(Records from a data source)
↓↓↓

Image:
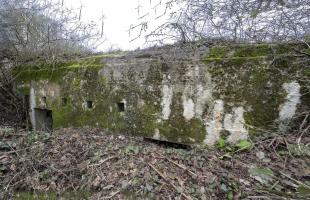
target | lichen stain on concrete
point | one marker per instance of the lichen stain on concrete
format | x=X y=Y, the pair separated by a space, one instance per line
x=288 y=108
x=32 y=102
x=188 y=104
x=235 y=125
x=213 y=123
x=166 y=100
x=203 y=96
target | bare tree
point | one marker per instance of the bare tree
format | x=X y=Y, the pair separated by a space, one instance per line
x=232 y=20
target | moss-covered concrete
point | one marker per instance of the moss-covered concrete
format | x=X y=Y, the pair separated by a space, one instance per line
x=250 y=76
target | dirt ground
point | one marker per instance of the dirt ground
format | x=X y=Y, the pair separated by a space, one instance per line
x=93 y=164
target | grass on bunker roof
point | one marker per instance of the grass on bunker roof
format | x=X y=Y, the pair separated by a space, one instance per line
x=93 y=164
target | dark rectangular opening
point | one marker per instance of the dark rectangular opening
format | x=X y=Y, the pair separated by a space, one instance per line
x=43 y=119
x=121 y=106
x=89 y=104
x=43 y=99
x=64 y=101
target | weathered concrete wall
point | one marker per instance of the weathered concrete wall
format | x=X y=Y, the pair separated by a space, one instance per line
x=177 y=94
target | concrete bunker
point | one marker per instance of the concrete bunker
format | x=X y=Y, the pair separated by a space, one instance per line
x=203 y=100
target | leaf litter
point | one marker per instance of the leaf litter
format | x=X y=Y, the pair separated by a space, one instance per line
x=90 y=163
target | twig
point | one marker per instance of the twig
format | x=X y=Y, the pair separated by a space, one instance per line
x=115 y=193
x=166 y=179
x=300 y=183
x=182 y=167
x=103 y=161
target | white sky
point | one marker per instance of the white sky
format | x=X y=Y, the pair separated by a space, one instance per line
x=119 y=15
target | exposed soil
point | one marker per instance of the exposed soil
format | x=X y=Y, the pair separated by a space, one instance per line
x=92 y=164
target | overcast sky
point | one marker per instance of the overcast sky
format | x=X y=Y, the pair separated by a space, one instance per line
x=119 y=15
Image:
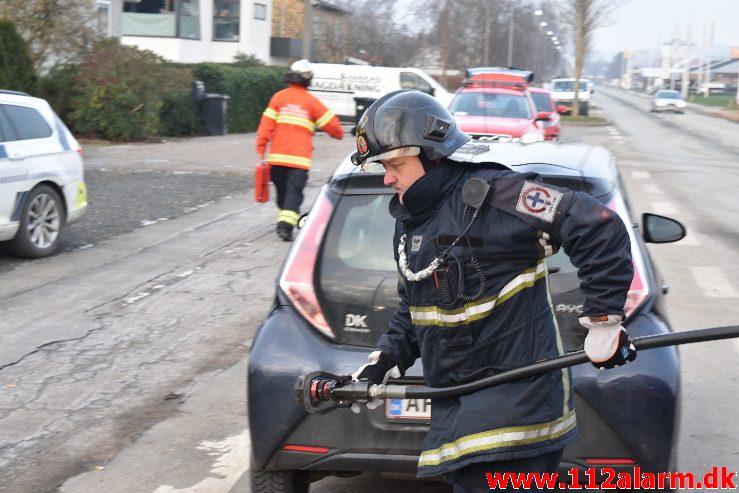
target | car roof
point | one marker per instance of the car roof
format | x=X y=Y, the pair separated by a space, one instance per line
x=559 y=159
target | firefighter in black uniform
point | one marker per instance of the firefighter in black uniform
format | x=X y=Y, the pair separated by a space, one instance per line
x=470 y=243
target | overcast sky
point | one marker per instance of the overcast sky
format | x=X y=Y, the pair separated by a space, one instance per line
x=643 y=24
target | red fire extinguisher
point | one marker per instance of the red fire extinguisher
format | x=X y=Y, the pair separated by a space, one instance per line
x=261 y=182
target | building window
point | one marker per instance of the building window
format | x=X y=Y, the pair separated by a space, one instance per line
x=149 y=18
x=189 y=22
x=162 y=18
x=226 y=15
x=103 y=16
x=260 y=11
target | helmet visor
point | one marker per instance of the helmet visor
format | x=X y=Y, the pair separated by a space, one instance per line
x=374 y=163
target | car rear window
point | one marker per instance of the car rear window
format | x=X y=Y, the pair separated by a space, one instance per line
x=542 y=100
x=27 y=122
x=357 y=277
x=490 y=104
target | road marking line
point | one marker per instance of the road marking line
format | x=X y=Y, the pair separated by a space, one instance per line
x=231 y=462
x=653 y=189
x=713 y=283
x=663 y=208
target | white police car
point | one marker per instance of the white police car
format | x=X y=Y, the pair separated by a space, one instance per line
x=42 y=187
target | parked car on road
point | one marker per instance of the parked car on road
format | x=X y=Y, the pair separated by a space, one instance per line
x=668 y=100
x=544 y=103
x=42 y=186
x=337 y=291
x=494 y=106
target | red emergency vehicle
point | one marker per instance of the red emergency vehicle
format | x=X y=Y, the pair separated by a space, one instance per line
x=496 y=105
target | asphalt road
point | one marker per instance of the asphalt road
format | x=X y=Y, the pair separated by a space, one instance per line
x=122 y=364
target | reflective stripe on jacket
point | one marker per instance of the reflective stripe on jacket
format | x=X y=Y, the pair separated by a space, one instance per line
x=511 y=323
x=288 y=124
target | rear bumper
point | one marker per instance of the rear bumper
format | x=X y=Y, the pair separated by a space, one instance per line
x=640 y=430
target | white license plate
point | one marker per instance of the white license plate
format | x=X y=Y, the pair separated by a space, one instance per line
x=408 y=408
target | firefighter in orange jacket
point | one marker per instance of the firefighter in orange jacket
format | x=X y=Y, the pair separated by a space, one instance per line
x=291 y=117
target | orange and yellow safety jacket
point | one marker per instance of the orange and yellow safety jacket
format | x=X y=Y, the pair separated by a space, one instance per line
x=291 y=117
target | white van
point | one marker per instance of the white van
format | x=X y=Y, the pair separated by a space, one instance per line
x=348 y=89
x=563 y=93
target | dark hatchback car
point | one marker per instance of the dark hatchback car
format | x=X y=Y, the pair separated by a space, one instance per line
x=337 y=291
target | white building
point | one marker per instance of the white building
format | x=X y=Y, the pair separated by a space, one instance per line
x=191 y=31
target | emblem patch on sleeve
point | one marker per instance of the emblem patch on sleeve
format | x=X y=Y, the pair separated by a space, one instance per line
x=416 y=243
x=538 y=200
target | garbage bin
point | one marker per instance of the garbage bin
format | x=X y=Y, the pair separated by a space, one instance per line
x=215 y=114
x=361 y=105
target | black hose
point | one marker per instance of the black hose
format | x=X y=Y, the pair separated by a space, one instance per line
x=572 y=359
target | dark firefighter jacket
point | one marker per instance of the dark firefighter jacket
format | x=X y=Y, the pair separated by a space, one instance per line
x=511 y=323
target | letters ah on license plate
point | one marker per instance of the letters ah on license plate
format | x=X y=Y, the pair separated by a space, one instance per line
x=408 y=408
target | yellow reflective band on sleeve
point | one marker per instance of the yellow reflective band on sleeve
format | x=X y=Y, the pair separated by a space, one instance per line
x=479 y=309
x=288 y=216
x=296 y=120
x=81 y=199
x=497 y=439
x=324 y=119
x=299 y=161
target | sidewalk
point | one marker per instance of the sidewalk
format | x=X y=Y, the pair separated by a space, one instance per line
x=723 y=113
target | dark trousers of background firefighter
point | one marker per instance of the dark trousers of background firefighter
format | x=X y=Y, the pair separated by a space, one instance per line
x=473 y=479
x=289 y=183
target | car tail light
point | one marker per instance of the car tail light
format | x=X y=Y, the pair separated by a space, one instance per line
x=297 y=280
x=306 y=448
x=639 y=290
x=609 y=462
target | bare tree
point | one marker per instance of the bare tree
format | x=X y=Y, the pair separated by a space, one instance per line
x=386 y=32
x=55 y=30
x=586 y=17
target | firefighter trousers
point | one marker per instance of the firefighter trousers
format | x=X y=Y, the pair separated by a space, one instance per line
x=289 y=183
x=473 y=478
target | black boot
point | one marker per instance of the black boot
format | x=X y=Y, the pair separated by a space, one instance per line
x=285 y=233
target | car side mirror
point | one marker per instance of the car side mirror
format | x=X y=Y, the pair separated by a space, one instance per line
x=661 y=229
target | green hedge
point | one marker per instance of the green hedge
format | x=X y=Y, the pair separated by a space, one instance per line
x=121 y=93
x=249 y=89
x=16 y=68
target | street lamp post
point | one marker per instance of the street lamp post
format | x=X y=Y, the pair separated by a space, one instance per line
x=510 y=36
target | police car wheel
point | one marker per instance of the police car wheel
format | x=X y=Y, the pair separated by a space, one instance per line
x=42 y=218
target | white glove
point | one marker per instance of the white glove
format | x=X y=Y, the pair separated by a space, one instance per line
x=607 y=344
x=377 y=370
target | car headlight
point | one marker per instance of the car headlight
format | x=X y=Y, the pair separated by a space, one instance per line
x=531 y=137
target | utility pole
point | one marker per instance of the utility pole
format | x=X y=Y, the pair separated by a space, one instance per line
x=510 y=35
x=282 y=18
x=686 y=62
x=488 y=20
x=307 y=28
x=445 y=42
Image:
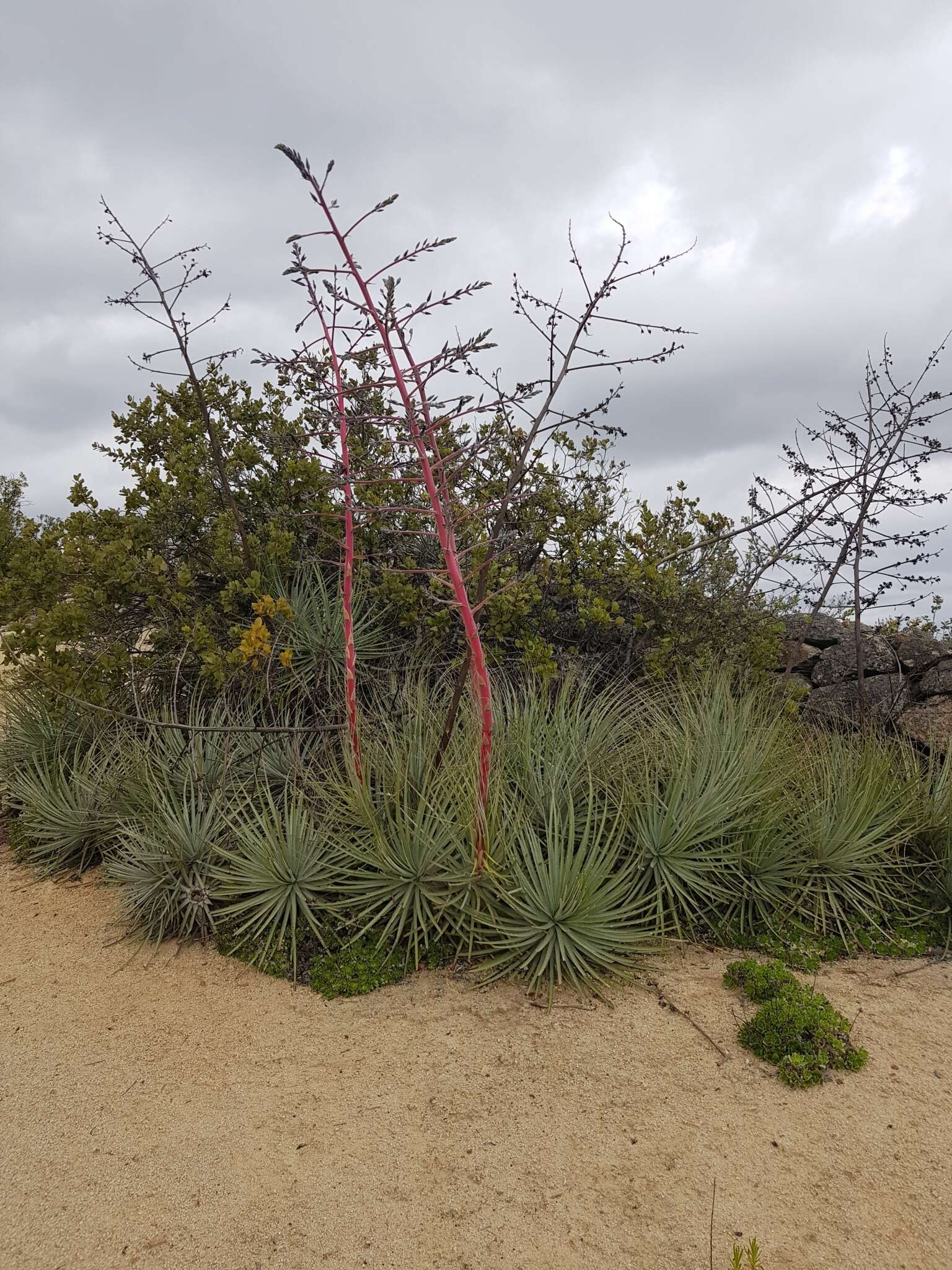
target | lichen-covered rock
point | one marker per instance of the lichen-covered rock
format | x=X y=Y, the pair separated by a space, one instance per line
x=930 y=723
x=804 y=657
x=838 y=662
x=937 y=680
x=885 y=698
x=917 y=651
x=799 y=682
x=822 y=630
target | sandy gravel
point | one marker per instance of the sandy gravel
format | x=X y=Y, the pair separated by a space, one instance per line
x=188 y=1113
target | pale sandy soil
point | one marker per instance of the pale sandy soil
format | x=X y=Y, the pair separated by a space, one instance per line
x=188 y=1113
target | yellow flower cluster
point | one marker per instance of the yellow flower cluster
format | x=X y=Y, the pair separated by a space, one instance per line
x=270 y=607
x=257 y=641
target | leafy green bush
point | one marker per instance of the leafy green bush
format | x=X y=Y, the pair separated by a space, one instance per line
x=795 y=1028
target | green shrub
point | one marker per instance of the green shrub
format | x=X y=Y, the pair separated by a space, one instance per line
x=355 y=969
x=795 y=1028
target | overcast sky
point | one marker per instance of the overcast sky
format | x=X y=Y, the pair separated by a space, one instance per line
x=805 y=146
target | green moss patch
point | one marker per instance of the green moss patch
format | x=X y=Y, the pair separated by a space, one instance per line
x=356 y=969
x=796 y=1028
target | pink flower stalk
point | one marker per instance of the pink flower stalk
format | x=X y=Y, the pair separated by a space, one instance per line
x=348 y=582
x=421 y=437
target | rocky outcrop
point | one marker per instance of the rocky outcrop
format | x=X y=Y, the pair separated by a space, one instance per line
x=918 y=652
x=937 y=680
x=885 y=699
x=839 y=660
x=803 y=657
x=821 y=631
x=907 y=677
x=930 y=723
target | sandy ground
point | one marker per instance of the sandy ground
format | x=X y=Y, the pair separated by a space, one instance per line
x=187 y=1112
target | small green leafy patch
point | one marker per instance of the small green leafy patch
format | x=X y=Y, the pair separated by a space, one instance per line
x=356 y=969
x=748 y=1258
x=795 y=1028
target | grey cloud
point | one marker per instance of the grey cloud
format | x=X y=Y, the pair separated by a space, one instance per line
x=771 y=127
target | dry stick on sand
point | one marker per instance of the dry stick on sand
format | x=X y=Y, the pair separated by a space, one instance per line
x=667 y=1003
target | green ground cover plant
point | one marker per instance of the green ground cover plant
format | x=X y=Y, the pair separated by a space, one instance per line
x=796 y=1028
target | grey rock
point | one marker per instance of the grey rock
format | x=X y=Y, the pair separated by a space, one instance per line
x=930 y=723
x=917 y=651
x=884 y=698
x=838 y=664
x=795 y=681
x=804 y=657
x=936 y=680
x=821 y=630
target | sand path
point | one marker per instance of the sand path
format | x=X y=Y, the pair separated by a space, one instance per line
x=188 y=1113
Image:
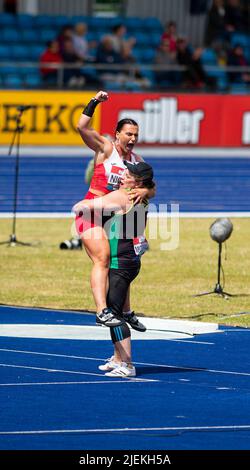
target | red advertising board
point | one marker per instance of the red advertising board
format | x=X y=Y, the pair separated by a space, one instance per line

↑↑↑

Output the lines exactly as they appear, starting with the line that contains "target | car rear window" and ending with the line that contains "x=663 y=208", both included.

• **Correct response**:
target | car rear window
point | one marker per instance of the car rear window
format | x=X y=Y, the pair separated by a space, one instance per line
x=542 y=100
x=27 y=122
x=357 y=277
x=490 y=104
target | road marking line
point | one marker per instance of the road marking line
format | x=X y=Y, the pair separated by a space, one instance per line
x=231 y=462
x=653 y=189
x=713 y=283
x=663 y=208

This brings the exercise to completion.